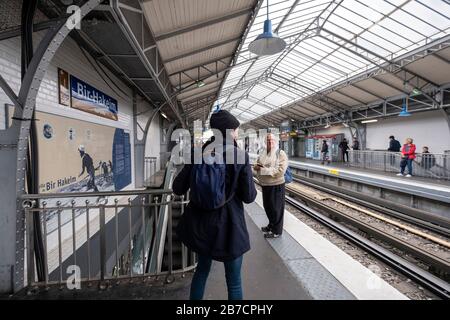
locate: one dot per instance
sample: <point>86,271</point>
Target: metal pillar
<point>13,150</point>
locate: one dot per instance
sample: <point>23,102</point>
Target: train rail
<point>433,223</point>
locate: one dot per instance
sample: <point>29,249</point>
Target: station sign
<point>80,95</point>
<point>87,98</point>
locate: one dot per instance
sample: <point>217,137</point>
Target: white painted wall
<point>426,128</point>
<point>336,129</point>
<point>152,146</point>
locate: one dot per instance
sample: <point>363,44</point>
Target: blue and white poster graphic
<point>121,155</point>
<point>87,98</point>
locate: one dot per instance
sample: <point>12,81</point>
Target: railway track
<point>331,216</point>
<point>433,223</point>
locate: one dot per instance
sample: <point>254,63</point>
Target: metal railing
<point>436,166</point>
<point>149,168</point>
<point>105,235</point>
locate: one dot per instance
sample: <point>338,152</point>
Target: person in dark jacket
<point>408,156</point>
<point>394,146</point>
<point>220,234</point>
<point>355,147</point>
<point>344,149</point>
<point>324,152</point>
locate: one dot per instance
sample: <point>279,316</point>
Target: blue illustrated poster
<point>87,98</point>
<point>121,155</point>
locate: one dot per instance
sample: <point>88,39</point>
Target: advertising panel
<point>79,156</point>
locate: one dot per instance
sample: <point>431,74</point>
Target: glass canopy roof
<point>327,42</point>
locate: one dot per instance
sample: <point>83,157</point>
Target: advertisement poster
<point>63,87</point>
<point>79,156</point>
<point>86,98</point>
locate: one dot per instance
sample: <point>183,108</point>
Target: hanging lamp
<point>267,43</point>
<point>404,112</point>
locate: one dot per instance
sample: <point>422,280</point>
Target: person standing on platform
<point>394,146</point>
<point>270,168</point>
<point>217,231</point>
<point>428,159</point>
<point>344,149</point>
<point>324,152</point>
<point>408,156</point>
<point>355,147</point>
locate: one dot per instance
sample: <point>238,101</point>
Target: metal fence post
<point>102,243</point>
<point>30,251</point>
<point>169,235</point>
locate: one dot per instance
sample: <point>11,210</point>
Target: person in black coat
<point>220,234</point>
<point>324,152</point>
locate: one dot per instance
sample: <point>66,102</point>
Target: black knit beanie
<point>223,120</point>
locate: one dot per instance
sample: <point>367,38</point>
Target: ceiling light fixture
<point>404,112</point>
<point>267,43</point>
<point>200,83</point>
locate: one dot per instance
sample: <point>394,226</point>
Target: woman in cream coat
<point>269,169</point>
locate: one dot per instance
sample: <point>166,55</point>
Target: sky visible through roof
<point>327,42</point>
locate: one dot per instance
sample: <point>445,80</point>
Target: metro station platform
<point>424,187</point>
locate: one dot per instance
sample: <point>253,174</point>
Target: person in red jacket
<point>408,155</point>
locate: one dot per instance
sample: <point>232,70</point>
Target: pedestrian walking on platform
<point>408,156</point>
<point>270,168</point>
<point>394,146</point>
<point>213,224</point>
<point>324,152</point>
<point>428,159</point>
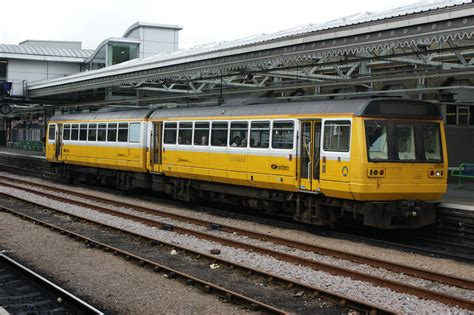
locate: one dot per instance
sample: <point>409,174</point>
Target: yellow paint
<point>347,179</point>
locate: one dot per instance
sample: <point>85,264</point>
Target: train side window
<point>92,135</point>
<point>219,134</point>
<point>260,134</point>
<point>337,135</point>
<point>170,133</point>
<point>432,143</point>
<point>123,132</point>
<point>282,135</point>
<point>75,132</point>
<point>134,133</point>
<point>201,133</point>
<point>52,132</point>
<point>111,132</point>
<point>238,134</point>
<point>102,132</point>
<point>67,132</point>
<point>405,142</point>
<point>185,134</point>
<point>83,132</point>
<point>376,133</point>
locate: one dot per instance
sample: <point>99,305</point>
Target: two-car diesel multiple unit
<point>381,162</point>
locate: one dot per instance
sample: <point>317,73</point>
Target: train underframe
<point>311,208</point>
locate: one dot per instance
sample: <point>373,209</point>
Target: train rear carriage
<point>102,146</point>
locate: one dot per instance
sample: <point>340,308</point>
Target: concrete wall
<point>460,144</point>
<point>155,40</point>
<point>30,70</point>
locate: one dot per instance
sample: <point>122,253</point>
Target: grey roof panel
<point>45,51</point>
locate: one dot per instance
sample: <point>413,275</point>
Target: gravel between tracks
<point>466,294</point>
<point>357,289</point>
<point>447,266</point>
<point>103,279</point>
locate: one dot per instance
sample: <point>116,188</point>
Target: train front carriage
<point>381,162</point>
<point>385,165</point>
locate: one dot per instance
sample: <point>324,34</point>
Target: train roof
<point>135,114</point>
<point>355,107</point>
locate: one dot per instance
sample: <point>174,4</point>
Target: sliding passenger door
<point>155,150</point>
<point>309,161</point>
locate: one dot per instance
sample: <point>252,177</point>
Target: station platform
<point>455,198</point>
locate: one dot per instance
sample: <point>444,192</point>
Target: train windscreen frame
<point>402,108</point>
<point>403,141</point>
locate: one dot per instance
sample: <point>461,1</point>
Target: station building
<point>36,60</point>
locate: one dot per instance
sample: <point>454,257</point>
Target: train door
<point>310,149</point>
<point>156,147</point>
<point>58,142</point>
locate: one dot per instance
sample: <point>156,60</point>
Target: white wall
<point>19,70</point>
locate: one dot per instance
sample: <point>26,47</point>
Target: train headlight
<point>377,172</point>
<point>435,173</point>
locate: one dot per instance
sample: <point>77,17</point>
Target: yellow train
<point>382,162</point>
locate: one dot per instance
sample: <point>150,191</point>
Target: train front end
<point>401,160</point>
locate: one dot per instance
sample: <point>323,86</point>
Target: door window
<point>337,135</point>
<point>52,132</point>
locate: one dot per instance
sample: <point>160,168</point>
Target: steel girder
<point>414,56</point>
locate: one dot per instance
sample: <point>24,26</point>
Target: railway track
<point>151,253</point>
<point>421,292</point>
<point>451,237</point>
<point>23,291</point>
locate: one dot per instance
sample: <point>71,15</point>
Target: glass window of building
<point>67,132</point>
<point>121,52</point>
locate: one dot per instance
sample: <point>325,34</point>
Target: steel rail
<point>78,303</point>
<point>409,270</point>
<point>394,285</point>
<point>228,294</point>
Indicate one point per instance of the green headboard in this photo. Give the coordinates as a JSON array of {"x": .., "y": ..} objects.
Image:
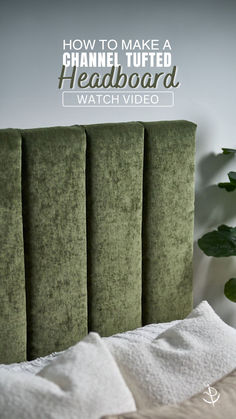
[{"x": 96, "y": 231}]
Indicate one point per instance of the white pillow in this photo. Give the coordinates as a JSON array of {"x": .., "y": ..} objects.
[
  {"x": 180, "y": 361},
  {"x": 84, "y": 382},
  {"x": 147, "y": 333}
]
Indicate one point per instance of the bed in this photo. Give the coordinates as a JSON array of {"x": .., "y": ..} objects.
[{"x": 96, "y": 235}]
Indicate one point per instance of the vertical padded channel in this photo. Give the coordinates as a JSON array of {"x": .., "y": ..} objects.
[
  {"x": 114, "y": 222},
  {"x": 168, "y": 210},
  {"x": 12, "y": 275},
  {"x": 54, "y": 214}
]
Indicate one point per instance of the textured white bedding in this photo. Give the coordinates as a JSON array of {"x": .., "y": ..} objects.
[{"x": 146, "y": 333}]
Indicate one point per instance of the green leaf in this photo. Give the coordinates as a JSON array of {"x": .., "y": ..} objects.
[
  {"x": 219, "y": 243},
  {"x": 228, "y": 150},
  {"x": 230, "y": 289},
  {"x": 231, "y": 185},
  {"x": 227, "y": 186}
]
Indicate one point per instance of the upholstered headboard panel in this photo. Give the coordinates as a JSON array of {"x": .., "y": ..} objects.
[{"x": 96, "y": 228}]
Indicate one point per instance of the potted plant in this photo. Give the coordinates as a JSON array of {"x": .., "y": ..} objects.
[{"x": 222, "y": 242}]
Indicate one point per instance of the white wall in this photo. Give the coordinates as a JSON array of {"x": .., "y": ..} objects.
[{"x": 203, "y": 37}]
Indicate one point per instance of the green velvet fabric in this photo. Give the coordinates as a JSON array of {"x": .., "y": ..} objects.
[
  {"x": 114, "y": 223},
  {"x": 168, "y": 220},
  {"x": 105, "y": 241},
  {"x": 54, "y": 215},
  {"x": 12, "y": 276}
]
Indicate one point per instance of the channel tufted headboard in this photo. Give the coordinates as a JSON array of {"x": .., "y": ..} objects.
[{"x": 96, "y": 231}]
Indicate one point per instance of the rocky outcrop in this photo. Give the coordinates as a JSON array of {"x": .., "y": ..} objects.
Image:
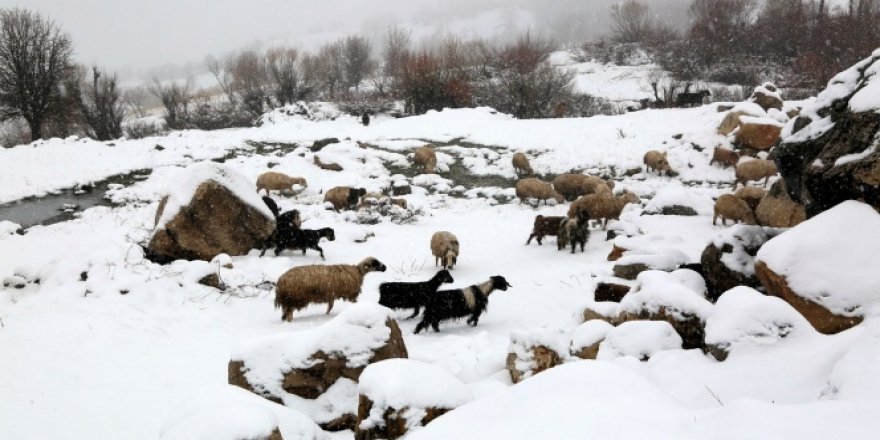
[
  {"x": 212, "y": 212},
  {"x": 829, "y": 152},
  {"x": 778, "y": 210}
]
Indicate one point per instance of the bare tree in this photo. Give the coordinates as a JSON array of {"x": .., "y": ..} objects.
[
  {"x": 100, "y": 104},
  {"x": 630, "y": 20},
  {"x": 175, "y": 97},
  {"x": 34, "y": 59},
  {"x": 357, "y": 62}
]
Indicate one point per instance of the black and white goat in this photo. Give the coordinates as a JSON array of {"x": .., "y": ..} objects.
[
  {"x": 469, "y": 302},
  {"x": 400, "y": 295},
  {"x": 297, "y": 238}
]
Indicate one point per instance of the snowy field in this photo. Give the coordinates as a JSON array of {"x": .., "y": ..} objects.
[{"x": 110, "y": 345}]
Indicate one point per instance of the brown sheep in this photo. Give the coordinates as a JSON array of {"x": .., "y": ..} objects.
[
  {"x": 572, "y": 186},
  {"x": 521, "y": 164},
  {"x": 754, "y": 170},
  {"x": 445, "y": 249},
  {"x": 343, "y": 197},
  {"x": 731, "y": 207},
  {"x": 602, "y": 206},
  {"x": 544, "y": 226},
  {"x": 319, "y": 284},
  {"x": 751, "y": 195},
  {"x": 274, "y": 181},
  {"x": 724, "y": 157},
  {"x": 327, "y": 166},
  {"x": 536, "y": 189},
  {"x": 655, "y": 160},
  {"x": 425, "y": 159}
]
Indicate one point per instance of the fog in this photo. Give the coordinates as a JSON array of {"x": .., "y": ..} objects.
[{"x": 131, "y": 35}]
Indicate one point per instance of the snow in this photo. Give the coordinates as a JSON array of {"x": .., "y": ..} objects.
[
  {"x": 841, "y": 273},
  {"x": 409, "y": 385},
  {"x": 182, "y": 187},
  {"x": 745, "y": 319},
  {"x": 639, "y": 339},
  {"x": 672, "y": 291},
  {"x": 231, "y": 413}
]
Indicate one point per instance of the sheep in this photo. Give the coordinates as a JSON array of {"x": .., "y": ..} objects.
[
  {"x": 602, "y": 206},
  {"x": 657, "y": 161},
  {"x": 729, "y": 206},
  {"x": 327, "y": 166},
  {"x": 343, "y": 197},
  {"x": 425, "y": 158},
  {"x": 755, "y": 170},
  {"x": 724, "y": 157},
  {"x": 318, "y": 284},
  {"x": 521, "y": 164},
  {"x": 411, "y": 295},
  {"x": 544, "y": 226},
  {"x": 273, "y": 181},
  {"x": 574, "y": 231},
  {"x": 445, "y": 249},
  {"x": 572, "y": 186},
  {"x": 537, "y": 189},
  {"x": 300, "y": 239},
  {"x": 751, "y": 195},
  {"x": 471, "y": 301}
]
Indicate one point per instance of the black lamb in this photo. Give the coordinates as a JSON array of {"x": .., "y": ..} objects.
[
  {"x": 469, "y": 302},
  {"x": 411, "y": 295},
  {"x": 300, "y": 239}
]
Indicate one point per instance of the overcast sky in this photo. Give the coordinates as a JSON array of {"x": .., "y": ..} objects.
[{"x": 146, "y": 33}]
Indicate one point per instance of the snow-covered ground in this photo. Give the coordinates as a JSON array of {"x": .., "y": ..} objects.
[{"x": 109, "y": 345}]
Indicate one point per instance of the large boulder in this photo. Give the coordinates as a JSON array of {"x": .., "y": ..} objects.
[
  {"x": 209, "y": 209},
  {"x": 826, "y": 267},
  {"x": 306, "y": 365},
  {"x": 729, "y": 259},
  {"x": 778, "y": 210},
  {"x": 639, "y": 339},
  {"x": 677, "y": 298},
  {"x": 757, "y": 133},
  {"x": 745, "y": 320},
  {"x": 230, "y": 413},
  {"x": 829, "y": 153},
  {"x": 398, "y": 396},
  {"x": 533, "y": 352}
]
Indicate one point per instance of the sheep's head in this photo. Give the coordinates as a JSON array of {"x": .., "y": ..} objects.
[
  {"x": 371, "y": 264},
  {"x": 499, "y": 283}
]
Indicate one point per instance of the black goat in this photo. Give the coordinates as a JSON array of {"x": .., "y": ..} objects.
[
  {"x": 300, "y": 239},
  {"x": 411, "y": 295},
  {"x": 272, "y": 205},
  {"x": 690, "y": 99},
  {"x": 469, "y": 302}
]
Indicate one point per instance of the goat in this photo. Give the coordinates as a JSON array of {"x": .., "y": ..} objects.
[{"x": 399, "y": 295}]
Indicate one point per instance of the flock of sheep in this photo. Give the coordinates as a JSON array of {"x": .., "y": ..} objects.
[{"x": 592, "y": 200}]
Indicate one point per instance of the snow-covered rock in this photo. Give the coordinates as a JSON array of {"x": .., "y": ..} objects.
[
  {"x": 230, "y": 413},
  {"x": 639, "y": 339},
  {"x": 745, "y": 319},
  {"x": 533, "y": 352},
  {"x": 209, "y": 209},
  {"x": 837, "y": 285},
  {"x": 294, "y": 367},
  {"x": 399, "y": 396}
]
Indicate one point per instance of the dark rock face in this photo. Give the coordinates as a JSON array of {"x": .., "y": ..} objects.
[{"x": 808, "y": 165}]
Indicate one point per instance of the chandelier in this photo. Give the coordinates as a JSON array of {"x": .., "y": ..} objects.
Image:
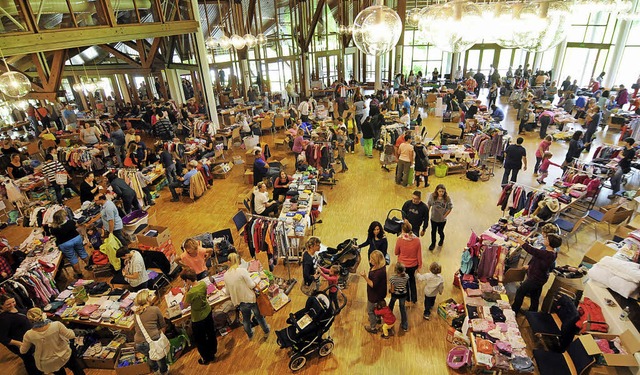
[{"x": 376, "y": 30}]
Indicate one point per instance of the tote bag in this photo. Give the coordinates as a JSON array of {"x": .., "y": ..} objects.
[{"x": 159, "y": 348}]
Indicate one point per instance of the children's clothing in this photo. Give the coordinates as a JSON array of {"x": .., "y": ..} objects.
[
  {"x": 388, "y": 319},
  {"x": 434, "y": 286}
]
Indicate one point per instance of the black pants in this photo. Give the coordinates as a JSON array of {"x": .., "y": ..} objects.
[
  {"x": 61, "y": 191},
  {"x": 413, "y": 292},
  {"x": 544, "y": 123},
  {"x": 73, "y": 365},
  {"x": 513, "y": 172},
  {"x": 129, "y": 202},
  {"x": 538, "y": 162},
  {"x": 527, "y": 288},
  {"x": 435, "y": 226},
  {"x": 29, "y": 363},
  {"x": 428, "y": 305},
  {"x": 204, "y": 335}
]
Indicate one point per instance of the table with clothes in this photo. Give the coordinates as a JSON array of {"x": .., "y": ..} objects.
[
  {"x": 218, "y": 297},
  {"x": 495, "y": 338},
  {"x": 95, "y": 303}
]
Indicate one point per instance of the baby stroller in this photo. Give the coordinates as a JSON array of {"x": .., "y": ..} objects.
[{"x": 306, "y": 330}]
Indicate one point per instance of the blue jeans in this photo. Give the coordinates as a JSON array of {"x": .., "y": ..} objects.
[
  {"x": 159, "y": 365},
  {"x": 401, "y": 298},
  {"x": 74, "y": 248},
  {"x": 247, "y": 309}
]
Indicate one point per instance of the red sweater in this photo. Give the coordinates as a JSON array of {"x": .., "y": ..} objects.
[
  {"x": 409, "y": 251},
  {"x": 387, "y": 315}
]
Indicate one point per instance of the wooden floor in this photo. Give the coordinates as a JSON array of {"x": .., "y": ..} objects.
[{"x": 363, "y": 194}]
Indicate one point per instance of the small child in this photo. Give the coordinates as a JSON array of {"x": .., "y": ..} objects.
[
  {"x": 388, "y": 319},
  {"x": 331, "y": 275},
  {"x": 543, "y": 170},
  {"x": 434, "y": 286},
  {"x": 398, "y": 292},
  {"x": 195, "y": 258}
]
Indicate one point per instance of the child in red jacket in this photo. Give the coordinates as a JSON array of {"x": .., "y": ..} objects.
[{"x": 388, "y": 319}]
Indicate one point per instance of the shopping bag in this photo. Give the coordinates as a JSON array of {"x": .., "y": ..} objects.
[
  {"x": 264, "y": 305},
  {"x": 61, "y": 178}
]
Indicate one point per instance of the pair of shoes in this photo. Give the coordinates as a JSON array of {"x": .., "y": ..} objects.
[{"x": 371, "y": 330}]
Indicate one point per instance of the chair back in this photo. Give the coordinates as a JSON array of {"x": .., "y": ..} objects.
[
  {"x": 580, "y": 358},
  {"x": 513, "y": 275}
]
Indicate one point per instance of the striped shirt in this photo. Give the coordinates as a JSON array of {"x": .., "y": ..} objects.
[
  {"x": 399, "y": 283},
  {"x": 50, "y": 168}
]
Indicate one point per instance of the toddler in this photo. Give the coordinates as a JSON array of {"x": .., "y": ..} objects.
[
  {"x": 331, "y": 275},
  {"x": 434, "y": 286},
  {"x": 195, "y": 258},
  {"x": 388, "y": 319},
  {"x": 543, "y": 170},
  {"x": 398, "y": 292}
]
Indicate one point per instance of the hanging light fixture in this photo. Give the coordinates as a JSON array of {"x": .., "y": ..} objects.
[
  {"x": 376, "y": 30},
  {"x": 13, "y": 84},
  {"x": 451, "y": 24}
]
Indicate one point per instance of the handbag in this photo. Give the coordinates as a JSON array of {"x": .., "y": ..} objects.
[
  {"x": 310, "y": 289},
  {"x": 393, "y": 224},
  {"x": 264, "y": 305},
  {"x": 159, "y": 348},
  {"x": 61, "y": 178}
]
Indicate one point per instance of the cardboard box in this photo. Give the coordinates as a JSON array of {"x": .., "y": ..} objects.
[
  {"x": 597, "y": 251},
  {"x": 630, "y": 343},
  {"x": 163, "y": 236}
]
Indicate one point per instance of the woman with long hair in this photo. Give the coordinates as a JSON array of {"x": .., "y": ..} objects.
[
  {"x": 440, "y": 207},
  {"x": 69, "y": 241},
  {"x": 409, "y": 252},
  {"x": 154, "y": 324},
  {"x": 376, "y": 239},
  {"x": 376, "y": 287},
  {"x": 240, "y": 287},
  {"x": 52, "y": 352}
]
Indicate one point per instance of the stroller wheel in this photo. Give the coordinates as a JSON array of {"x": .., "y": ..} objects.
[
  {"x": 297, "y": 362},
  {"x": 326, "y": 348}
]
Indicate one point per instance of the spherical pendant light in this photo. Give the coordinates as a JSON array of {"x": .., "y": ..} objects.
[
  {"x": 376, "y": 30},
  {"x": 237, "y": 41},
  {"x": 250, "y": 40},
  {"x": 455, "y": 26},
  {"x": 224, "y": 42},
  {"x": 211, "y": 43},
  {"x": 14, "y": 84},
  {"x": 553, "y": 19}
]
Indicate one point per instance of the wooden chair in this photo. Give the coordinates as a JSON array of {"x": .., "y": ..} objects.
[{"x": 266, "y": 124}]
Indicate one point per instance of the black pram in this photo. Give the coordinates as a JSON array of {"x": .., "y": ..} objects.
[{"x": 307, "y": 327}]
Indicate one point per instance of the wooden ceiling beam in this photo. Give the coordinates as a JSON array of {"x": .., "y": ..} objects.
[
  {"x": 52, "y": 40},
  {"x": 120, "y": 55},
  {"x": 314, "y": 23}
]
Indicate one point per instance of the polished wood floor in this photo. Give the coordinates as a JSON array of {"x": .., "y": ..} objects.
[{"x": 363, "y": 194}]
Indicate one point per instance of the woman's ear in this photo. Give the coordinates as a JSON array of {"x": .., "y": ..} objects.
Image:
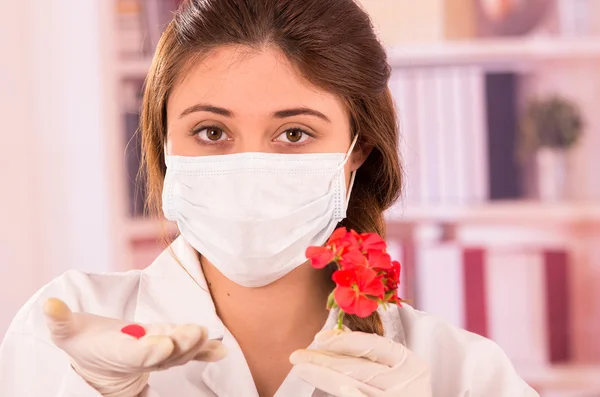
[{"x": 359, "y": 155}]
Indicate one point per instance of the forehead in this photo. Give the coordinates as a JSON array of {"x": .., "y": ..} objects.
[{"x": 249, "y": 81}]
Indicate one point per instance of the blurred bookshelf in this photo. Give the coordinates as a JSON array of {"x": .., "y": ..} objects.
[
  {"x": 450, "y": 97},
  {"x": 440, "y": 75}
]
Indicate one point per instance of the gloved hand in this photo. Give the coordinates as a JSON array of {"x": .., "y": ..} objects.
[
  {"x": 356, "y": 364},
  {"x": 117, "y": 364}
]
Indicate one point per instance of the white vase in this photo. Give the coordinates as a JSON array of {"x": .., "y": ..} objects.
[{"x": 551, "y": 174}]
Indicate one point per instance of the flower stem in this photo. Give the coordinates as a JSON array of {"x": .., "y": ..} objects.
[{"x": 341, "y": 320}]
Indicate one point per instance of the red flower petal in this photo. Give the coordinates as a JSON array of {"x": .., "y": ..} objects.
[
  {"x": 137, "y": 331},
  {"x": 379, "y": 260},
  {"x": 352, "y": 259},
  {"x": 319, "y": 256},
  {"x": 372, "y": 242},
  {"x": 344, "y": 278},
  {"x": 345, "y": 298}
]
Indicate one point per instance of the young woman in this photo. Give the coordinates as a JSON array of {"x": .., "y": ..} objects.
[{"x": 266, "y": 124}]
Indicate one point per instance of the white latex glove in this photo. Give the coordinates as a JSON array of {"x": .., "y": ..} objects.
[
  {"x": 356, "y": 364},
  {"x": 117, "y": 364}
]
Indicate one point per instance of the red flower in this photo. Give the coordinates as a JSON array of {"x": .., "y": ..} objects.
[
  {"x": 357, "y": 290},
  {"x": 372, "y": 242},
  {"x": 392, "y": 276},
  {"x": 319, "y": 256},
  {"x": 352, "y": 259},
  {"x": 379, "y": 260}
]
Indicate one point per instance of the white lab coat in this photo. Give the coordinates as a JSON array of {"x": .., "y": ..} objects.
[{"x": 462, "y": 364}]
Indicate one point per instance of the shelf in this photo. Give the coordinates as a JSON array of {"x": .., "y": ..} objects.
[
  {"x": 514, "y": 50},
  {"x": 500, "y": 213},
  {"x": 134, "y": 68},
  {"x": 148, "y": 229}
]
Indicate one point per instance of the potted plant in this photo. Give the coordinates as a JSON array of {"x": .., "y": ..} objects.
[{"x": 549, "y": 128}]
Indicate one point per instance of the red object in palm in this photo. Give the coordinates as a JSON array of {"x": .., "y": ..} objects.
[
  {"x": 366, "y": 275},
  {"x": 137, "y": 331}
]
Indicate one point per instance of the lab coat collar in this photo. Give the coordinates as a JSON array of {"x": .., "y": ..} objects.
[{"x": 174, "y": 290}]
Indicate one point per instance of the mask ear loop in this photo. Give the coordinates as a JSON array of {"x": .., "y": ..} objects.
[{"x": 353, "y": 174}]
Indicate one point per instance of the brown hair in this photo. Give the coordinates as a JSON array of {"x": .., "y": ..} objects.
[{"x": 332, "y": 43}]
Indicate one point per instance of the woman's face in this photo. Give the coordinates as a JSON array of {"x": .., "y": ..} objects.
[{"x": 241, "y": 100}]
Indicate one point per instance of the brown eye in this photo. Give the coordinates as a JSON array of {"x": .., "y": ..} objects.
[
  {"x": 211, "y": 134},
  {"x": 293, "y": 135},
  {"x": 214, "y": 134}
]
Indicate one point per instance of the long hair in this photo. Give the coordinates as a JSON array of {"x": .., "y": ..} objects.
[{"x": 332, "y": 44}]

_ _ _ _ _ _ _

## INSTRUCTIONS TO FOLLOW
Copy the entries word for word, from their first line through the line containing "<point>86,98</point>", including that line. Leave the pictures out.

## RESPONSE FOR THIS EXERCISE
locate: one dot per instance
sample: <point>86,271</point>
Target: metal pillar
<point>13,150</point>
locate: one dot per instance
sample: <point>23,102</point>
Target: train rail
<point>433,223</point>
locate: one dot per instance
sample: <point>29,249</point>
Target: station sign
<point>80,95</point>
<point>87,98</point>
locate: one dot per instance
sample: <point>217,137</point>
Target: white painted wall
<point>426,128</point>
<point>336,129</point>
<point>152,146</point>
locate: one dot per instance
sample: <point>363,44</point>
Target: blue and white poster graphic
<point>121,155</point>
<point>87,98</point>
locate: one dot per instance
sample: <point>12,81</point>
Target: railway track
<point>331,216</point>
<point>433,223</point>
locate: one dot per instance
sample: <point>254,63</point>
Target: metal railing
<point>436,166</point>
<point>149,168</point>
<point>105,235</point>
locate: one dot per instance
sample: <point>338,152</point>
Target: person in dark jacket
<point>408,156</point>
<point>394,146</point>
<point>220,234</point>
<point>355,147</point>
<point>344,149</point>
<point>324,152</point>
locate: one dot per instance
sample: <point>279,316</point>
Target: blue illustrated poster
<point>87,98</point>
<point>121,155</point>
locate: one dot per instance
sample: <point>88,39</point>
Target: advertising panel
<point>79,156</point>
locate: one dot per instance
sample: <point>431,74</point>
Target: glass canopy roof
<point>327,42</point>
locate: one dot per instance
sample: <point>83,157</point>
Target: advertisement poster
<point>63,87</point>
<point>79,156</point>
<point>86,98</point>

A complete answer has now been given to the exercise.